— start Supplied material —

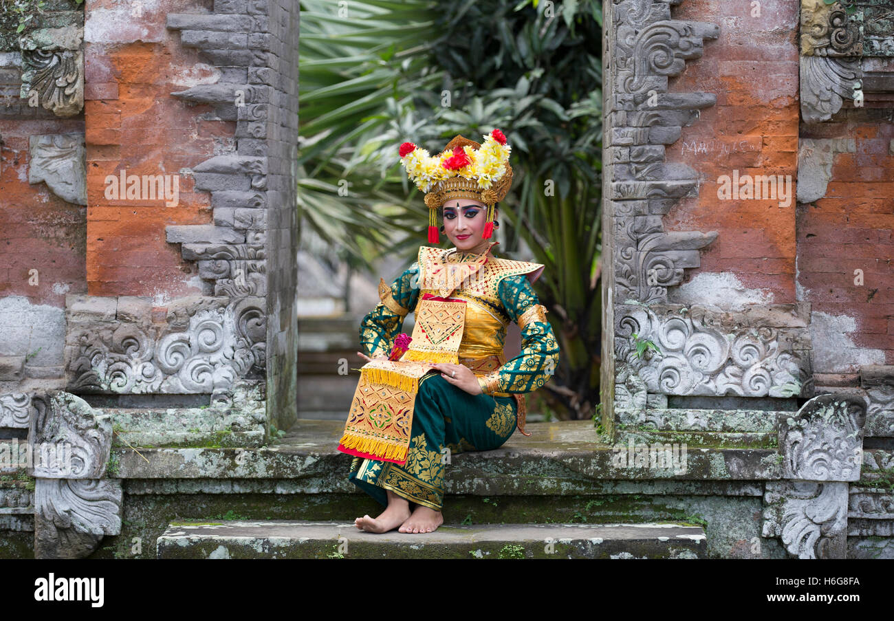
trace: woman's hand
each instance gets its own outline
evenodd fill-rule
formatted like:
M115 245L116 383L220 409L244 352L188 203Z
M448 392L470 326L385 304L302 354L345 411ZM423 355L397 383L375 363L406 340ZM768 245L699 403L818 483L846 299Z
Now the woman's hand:
M465 365L451 365L441 362L432 363L431 366L440 371L441 377L457 388L462 389L470 395L481 394L481 386L478 384L478 378Z
M360 352L357 352L357 355L359 356L364 360L366 360L367 362L372 362L373 360L387 360L388 359L387 356L376 356L375 358L371 358L368 356L364 356Z

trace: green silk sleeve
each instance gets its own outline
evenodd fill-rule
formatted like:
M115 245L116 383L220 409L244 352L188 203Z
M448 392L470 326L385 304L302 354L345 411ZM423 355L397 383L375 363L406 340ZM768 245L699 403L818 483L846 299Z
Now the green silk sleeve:
M500 300L510 318L518 323L526 312L540 305L527 276L507 276L500 282ZM528 315L530 317L530 314ZM544 316L545 319L545 316ZM559 364L559 344L548 321L528 321L521 328L521 352L479 381L487 394L532 392L550 381ZM496 390L486 390L487 387Z
M419 266L414 263L392 283L392 302L401 312L392 310L393 306L389 308L383 300L360 322L360 346L369 357L391 353L394 339L403 327L403 318L416 308L419 298L418 278Z

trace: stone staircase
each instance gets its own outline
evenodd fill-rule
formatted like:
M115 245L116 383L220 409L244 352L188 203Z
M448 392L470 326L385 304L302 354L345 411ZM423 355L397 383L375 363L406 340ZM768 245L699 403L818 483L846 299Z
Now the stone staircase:
M373 534L351 523L173 524L159 558L702 558L700 526L637 524L445 525L435 533Z
M169 524L159 558L700 558L708 541L686 512L594 482L612 451L590 421L535 423L499 449L451 456L445 524L434 533L358 531L353 517L380 508L344 480L350 457L335 450L339 421L299 420L263 450L312 467L302 481L301 520L211 519ZM690 456L696 472L707 462ZM711 460L710 457L705 459ZM134 462L136 464L136 462ZM273 464L273 462L270 462ZM296 462L299 463L299 462ZM169 467L173 465L169 465ZM268 476L278 477L266 467ZM325 473L325 474L324 474ZM654 478L648 468L628 475ZM134 472L135 476L150 473ZM697 478L698 475L696 475ZM687 482L692 486L693 482ZM698 483L696 483L697 487ZM659 486L660 487L660 486ZM279 485L282 491L284 484ZM349 493L345 493L348 491ZM353 492L353 493L351 493ZM697 522L698 520L696 520ZM559 523L561 522L561 523Z

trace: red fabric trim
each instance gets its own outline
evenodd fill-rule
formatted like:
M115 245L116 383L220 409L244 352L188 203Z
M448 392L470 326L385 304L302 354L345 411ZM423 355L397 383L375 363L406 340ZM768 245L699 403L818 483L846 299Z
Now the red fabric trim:
M348 455L353 455L355 457L365 457L367 459L375 459L375 461L390 461L392 464L397 464L398 466L405 466L407 460L398 461L396 459L385 459L384 457L380 457L378 455L373 455L372 453L364 453L359 450L355 450L353 449L348 449L345 446L339 444L338 449L342 453L347 453Z
M433 299L435 302L462 302L463 304L466 304L466 300L464 300L464 299L459 299L459 298L454 299L452 298L442 298L441 296L436 296L434 293L423 293L422 294L422 299Z

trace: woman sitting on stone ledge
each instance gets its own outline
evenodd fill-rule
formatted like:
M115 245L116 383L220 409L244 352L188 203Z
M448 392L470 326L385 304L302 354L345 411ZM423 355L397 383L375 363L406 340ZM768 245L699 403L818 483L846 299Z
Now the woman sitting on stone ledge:
M443 523L448 450L501 447L518 426L525 435L524 394L551 378L559 348L531 284L539 264L498 258L490 241L495 204L509 190L510 147L499 130L484 145L457 136L430 157L404 143L401 163L429 208L430 243L441 231L455 246L423 246L418 258L361 323L367 354L339 450L355 456L349 480L385 506L356 526L432 533ZM416 315L412 339L400 335ZM506 329L518 323L521 353L503 356ZM407 341L409 342L409 345ZM408 432L409 430L409 432ZM410 504L415 508L412 508Z

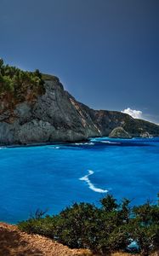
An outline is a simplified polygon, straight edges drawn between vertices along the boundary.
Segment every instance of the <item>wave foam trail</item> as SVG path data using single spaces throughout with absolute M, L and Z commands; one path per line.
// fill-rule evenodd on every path
M 91 171 L 91 170 L 88 170 L 88 175 L 85 175 L 85 176 L 83 176 L 83 177 L 80 177 L 79 180 L 85 181 L 85 182 L 88 183 L 89 189 L 92 189 L 92 190 L 94 190 L 94 192 L 98 192 L 98 193 L 107 193 L 107 192 L 108 192 L 107 189 L 102 189 L 96 188 L 96 187 L 91 183 L 91 181 L 89 180 L 88 177 L 89 177 L 90 175 L 92 175 L 92 174 L 94 174 L 94 172 Z

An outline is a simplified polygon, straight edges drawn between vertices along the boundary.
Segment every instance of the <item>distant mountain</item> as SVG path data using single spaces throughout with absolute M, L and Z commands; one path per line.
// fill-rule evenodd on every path
M 159 136 L 159 125 L 77 102 L 54 76 L 0 64 L 1 145 L 82 141 L 116 127 L 130 137 Z

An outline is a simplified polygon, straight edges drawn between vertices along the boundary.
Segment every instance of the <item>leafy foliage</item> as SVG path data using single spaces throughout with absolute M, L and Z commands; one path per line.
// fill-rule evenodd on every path
M 0 112 L 13 109 L 24 101 L 33 101 L 44 93 L 44 81 L 39 70 L 22 71 L 15 67 L 4 65 L 0 59 Z
M 73 248 L 89 248 L 106 255 L 127 250 L 132 241 L 145 256 L 158 249 L 158 205 L 146 202 L 131 208 L 128 200 L 123 199 L 118 204 L 111 195 L 101 199 L 100 203 L 100 207 L 75 203 L 55 216 L 37 214 L 19 223 L 19 228 L 51 237 Z

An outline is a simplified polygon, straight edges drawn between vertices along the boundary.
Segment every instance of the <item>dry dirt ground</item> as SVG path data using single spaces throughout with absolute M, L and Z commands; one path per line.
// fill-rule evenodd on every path
M 0 256 L 82 255 L 93 256 L 88 250 L 70 249 L 68 247 L 63 246 L 62 244 L 44 236 L 39 235 L 28 235 L 21 232 L 15 225 L 0 223 Z M 128 253 L 120 253 L 112 254 L 112 256 L 128 255 L 129 254 Z M 159 254 L 156 255 L 158 256 Z

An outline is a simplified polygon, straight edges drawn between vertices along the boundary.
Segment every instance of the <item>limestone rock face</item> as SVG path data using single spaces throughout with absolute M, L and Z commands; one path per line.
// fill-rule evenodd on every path
M 94 110 L 77 102 L 58 79 L 45 81 L 44 86 L 45 93 L 34 102 L 0 112 L 0 145 L 82 141 L 109 136 L 119 126 L 130 137 L 145 132 L 159 136 L 155 124 L 116 111 Z
M 109 137 L 131 138 L 131 136 L 122 127 L 116 127 L 110 133 Z

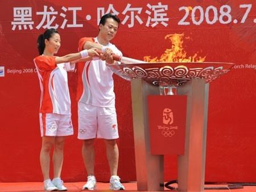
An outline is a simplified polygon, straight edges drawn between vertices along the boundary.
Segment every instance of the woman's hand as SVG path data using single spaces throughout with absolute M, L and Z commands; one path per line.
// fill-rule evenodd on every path
M 90 57 L 100 57 L 100 55 L 98 53 L 97 53 L 96 50 L 96 48 L 92 48 L 87 50 L 88 56 Z

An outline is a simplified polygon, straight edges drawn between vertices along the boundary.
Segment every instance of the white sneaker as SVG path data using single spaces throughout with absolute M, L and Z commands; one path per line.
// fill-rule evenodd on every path
M 93 190 L 96 189 L 96 178 L 94 176 L 89 176 L 87 177 L 87 182 L 82 186 L 82 189 L 87 189 Z
M 55 185 L 52 183 L 50 179 L 44 181 L 44 190 L 48 191 L 57 191 L 58 189 Z
M 57 188 L 58 191 L 67 191 L 68 190 L 68 189 L 63 185 L 63 181 L 59 177 L 53 178 L 52 182 Z
M 120 182 L 120 178 L 118 176 L 112 176 L 109 182 L 110 190 L 125 190 L 125 187 Z

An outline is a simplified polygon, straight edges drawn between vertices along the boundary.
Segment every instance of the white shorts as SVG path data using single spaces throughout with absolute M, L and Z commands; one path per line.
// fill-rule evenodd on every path
M 79 139 L 119 138 L 114 107 L 100 107 L 78 103 Z
M 73 134 L 71 115 L 39 113 L 41 136 L 68 136 Z

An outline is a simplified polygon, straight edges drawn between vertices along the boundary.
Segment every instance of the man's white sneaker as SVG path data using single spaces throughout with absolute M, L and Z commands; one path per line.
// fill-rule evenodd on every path
M 55 178 L 52 180 L 52 183 L 57 188 L 58 191 L 67 191 L 68 189 L 63 185 L 63 181 L 60 178 Z
M 82 186 L 82 189 L 94 190 L 96 189 L 96 178 L 94 176 L 89 176 L 87 177 L 87 182 Z
M 120 182 L 120 178 L 117 176 L 112 176 L 109 182 L 110 190 L 125 190 L 125 187 Z
M 57 191 L 58 189 L 54 185 L 50 179 L 44 181 L 44 190 L 47 191 Z

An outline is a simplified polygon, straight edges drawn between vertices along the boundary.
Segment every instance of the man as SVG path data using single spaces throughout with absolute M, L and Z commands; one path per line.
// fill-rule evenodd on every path
M 88 174 L 83 189 L 94 190 L 96 187 L 94 142 L 98 138 L 104 139 L 106 144 L 111 173 L 110 189 L 125 190 L 117 176 L 118 148 L 115 139 L 119 136 L 113 72 L 106 65 L 114 63 L 113 54 L 122 55 L 110 42 L 117 33 L 119 23 L 115 15 L 106 14 L 100 22 L 97 37 L 84 37 L 79 40 L 79 50 L 96 48 L 102 53 L 100 58 L 80 63 L 78 66 L 78 138 L 83 141 L 82 155 Z

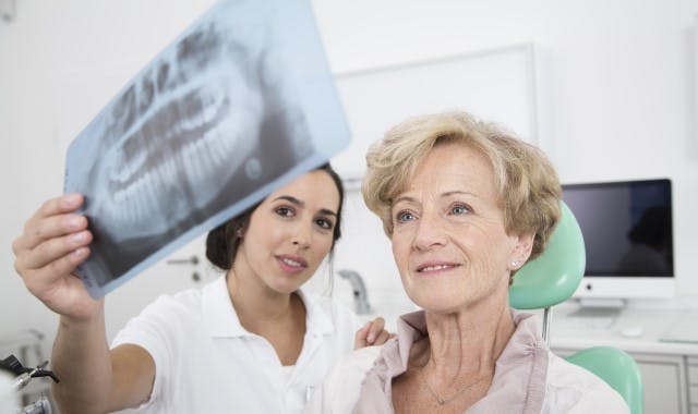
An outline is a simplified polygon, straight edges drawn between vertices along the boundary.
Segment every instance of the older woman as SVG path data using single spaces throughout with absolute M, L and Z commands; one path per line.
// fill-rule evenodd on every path
M 423 310 L 354 352 L 316 393 L 323 413 L 623 413 L 601 379 L 555 356 L 512 277 L 545 248 L 561 186 L 537 148 L 467 113 L 411 119 L 368 156 L 363 196 Z

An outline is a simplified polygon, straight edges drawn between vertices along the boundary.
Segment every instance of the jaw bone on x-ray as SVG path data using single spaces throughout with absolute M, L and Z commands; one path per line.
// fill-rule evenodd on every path
M 309 75 L 294 72 L 292 36 L 275 20 L 282 3 L 214 5 L 71 145 L 65 190 L 86 197 L 95 241 L 80 271 L 93 296 L 327 160 L 311 130 L 330 134 L 335 153 L 346 144 L 346 121 L 312 127 L 327 115 L 315 112 L 344 114 L 317 36 L 293 46 L 314 49 L 314 82 L 325 82 L 313 95 L 323 101 L 303 100 L 299 80 Z M 314 31 L 309 5 L 287 3 Z

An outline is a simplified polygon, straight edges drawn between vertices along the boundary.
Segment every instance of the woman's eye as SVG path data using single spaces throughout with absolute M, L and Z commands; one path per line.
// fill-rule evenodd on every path
M 450 214 L 453 215 L 465 215 L 467 212 L 470 212 L 471 209 L 466 206 L 465 204 L 456 204 L 450 208 Z
M 290 207 L 281 206 L 276 208 L 276 214 L 284 217 L 292 217 L 293 209 Z
M 395 220 L 397 222 L 406 222 L 406 221 L 410 221 L 414 219 L 414 215 L 412 215 L 409 211 L 399 211 L 396 216 L 395 216 Z
M 315 223 L 326 230 L 332 230 L 332 228 L 335 226 L 330 220 L 327 219 L 317 219 L 315 220 Z

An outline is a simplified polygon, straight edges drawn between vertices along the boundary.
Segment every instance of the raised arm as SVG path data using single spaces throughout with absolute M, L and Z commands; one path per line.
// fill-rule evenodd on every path
M 62 412 L 99 413 L 147 399 L 155 365 L 140 346 L 109 351 L 104 301 L 93 300 L 76 267 L 89 255 L 87 219 L 75 214 L 79 194 L 46 202 L 13 243 L 14 267 L 27 290 L 60 315 L 51 367 L 60 378 L 53 393 Z

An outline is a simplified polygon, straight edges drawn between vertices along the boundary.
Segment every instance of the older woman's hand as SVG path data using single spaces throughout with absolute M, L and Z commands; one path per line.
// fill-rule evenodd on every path
M 395 334 L 388 332 L 385 328 L 385 319 L 377 317 L 364 325 L 357 331 L 353 340 L 353 349 L 359 350 L 365 346 L 382 345 L 394 338 Z
M 82 204 L 80 194 L 49 199 L 12 244 L 14 268 L 27 290 L 51 310 L 74 319 L 87 319 L 99 308 L 74 273 L 87 259 L 93 239 L 87 219 L 73 212 Z

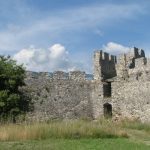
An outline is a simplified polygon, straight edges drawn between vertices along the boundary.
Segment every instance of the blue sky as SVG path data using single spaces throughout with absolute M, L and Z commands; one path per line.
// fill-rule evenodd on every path
M 28 70 L 92 72 L 93 51 L 150 50 L 149 0 L 0 0 L 0 54 Z

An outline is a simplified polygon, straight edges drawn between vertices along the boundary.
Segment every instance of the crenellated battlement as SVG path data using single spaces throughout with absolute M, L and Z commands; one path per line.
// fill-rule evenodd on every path
M 26 72 L 27 78 L 44 78 L 44 79 L 51 79 L 51 80 L 89 80 L 89 76 L 83 71 L 55 71 L 53 73 L 50 72 Z M 90 77 L 91 78 L 91 77 Z
M 115 63 L 117 62 L 116 56 L 103 52 L 103 50 L 95 51 L 94 55 L 94 57 L 97 57 L 99 61 L 112 61 Z

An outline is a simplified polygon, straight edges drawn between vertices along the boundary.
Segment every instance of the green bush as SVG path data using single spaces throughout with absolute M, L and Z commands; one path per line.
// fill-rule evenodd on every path
M 17 65 L 9 56 L 0 56 L 0 118 L 11 119 L 25 111 L 23 93 L 19 88 L 24 85 L 25 69 Z

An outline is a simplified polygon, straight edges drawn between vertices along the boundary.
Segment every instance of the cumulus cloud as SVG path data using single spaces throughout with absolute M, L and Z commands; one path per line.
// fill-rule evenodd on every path
M 61 44 L 55 44 L 48 49 L 29 47 L 22 49 L 13 56 L 19 64 L 24 64 L 32 71 L 70 71 L 76 69 L 69 61 L 69 53 Z
M 130 47 L 126 47 L 115 42 L 109 42 L 106 45 L 103 45 L 102 48 L 104 51 L 107 51 L 109 53 L 114 53 L 114 54 L 126 53 L 131 50 Z

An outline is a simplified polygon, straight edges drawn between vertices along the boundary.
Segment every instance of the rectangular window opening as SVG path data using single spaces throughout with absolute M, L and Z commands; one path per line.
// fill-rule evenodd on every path
M 103 95 L 105 98 L 111 97 L 111 82 L 105 82 L 103 84 Z

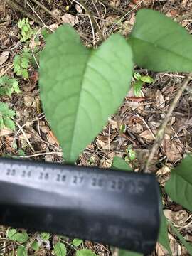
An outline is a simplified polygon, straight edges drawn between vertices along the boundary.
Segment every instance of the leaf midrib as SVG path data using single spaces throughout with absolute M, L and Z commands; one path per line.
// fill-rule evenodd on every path
M 75 123 L 74 123 L 74 125 L 73 125 L 73 133 L 72 133 L 72 140 L 71 140 L 71 144 L 70 144 L 70 159 L 69 159 L 69 161 L 71 161 L 71 155 L 72 155 L 72 149 L 73 148 L 73 143 L 74 143 L 74 137 L 75 137 L 75 127 L 76 127 L 76 124 L 77 124 L 77 119 L 78 119 L 78 117 L 79 116 L 78 113 L 79 113 L 79 110 L 80 110 L 80 98 L 81 98 L 81 95 L 82 95 L 82 85 L 83 85 L 83 82 L 84 82 L 84 79 L 85 79 L 85 74 L 86 74 L 86 72 L 87 72 L 87 63 L 90 60 L 90 58 L 91 57 L 91 50 L 88 50 L 88 54 L 87 54 L 87 59 L 85 60 L 85 68 L 84 68 L 84 70 L 82 72 L 82 79 L 81 79 L 81 82 L 80 82 L 80 95 L 79 95 L 79 97 L 78 97 L 78 105 L 77 105 L 77 109 L 78 109 L 78 111 L 75 112 Z

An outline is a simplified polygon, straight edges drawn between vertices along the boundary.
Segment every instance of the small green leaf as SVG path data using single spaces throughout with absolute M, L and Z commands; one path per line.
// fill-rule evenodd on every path
M 16 250 L 16 255 L 17 256 L 28 256 L 27 248 L 22 245 L 19 245 Z
M 143 85 L 143 82 L 141 80 L 137 80 L 134 84 L 133 88 L 134 88 L 134 94 L 136 97 L 141 97 L 142 93 L 142 87 Z
M 42 238 L 44 240 L 49 240 L 50 234 L 46 232 L 43 232 L 41 233 L 41 238 Z
M 54 245 L 53 251 L 56 256 L 65 256 L 67 253 L 65 245 L 60 242 Z
M 0 112 L 0 129 L 4 128 L 4 119 L 2 117 L 1 117 L 1 112 Z
M 34 241 L 34 242 L 32 243 L 31 247 L 33 250 L 34 250 L 34 251 L 38 251 L 38 250 L 39 250 L 39 245 L 38 245 L 38 242 L 37 242 L 37 241 Z
M 82 239 L 75 238 L 72 242 L 72 245 L 73 246 L 80 246 L 82 243 L 82 242 L 83 241 Z
M 192 36 L 159 11 L 138 11 L 128 43 L 140 67 L 159 72 L 192 70 Z
M 49 36 L 40 58 L 40 95 L 66 161 L 77 159 L 121 105 L 132 76 L 132 59 L 131 48 L 119 34 L 97 50 L 86 48 L 69 25 Z
M 176 235 L 178 237 L 178 238 L 181 240 L 181 242 L 182 242 L 183 245 L 184 245 L 184 247 L 186 247 L 186 249 L 187 250 L 187 251 L 189 252 L 190 255 L 192 255 L 192 245 L 191 243 L 187 242 L 185 239 L 183 238 L 183 237 L 181 235 L 181 233 L 178 231 L 178 230 L 174 226 L 174 225 L 172 223 L 171 223 L 169 222 L 169 224 L 173 230 L 173 231 L 174 232 L 174 233 L 176 234 Z
M 15 112 L 10 110 L 9 105 L 4 102 L 0 102 L 0 112 L 6 117 L 13 117 L 16 114 Z
M 134 161 L 135 159 L 136 154 L 135 151 L 133 149 L 127 149 L 127 155 L 130 161 Z
M 125 171 L 132 171 L 127 161 L 119 156 L 114 157 L 112 168 Z
M 19 156 L 22 156 L 26 155 L 26 153 L 23 149 L 18 149 L 18 154 Z
M 119 250 L 118 256 L 142 256 L 141 253 L 127 251 L 125 250 Z
M 141 80 L 141 78 L 142 78 L 142 75 L 139 73 L 134 73 L 134 77 L 137 80 Z
M 6 85 L 9 81 L 9 77 L 7 75 L 4 75 L 0 78 L 0 85 Z
M 192 156 L 187 156 L 177 167 L 171 170 L 165 191 L 170 198 L 189 210 L 192 210 Z
M 17 233 L 17 230 L 14 228 L 9 228 L 6 230 L 6 237 L 10 240 L 14 240 L 13 238 Z
M 141 80 L 146 83 L 153 83 L 154 80 L 151 78 L 149 75 L 144 75 L 141 78 Z
M 120 126 L 120 132 L 122 133 L 124 133 L 126 132 L 126 125 L 125 124 L 122 124 Z
M 14 82 L 13 82 L 13 88 L 16 93 L 21 92 L 18 87 L 18 82 L 16 80 Z
M 23 68 L 27 68 L 28 66 L 28 59 L 22 58 L 21 65 Z
M 162 210 L 158 242 L 172 255 L 168 238 L 167 223 Z
M 76 252 L 76 256 L 97 256 L 97 255 L 91 250 L 83 249 L 78 250 Z

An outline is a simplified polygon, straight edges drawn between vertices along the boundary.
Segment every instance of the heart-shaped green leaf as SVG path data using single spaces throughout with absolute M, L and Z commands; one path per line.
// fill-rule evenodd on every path
M 40 59 L 40 92 L 67 161 L 77 159 L 120 105 L 132 78 L 132 58 L 120 35 L 97 50 L 86 48 L 70 26 L 48 37 Z
M 173 169 L 165 191 L 172 200 L 192 210 L 192 156 L 186 156 Z
M 191 71 L 192 36 L 158 11 L 142 9 L 128 42 L 137 65 L 153 71 Z

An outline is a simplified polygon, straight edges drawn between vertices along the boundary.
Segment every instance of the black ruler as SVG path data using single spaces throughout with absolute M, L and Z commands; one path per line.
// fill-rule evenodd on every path
M 0 223 L 144 254 L 159 228 L 154 175 L 0 159 Z

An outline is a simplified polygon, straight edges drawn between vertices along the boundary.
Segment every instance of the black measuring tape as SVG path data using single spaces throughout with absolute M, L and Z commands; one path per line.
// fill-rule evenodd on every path
M 0 159 L 0 224 L 150 253 L 159 228 L 154 175 Z

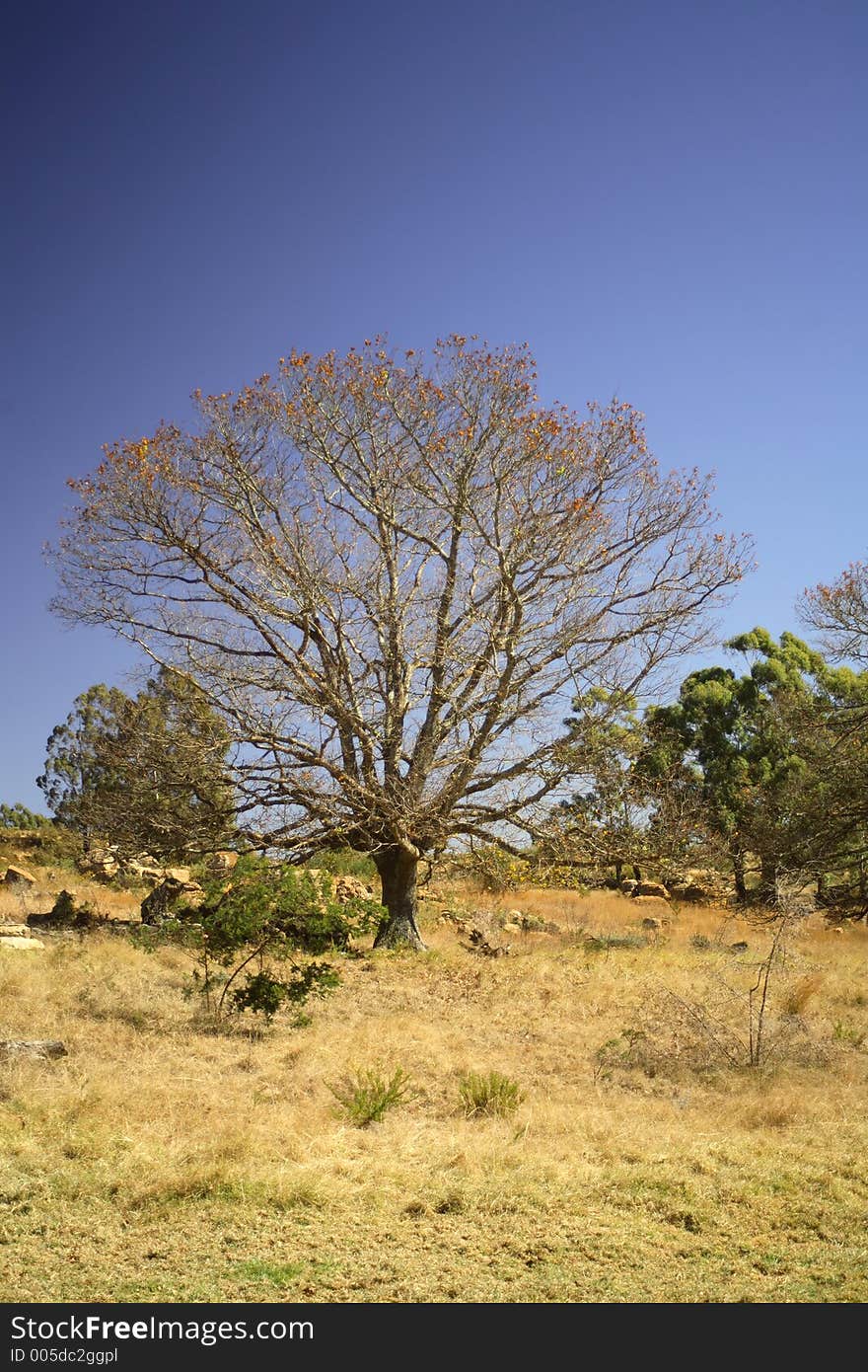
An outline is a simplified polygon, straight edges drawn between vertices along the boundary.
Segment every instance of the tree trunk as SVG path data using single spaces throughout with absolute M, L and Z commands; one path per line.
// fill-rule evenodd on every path
M 745 884 L 745 853 L 740 848 L 731 848 L 732 875 L 735 878 L 735 895 L 740 901 L 747 900 L 747 886 Z
M 773 858 L 760 858 L 760 899 L 768 906 L 777 900 L 777 863 Z
M 415 922 L 418 858 L 411 858 L 405 848 L 387 848 L 374 855 L 374 863 L 383 884 L 383 904 L 388 911 L 377 930 L 374 948 L 415 948 L 424 952 L 425 944 Z

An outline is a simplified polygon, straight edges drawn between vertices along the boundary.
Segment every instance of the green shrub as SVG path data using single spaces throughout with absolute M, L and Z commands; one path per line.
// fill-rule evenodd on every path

— end Supplied material —

**Task statement**
Switch "trace" to "segment" in the records from their first line through the line containing "M419 266L414 263L392", keeping everything else unchanged. Leave the pictures out of your answer.

**Worked answer**
segment: woman's hand
each instance gets its own outline
evenodd fill-rule
formatted like:
M115 245L116 383L220 409L244 352L188 203Z
M448 392L470 326L385 304L302 354L345 411ZM423 355L397 383L375 363L406 340ZM768 245L699 403L818 483L846 299Z
Now the woman's hand:
M465 365L451 365L441 362L432 363L431 366L440 371L441 377L457 388L462 389L470 395L481 394L481 386L478 384L478 378Z
M360 352L357 352L357 355L359 356L364 360L366 360L367 362L372 362L373 360L387 360L388 359L387 356L376 356L375 358L371 358L368 356L364 356Z

segment: green silk sleeve
each instance gets its own outline
evenodd fill-rule
formatted like:
M115 245L116 383L220 409L244 352L188 203Z
M448 392L470 326L385 304L302 354L345 411ZM423 355L397 383L375 363L406 340ZM768 245L699 403L818 483L846 299Z
Now the green silk sleeve:
M500 300L510 318L518 323L526 312L540 305L527 276L507 276L500 282ZM528 315L530 317L530 314ZM544 316L545 319L545 316ZM559 364L559 344L548 321L528 321L521 328L521 352L479 381L487 394L532 392L550 381ZM496 390L486 390L487 387Z
M419 266L414 263L392 283L392 302L401 312L392 310L393 306L389 308L383 300L360 322L360 346L369 357L391 353L394 339L403 327L403 318L416 308L419 298L418 278Z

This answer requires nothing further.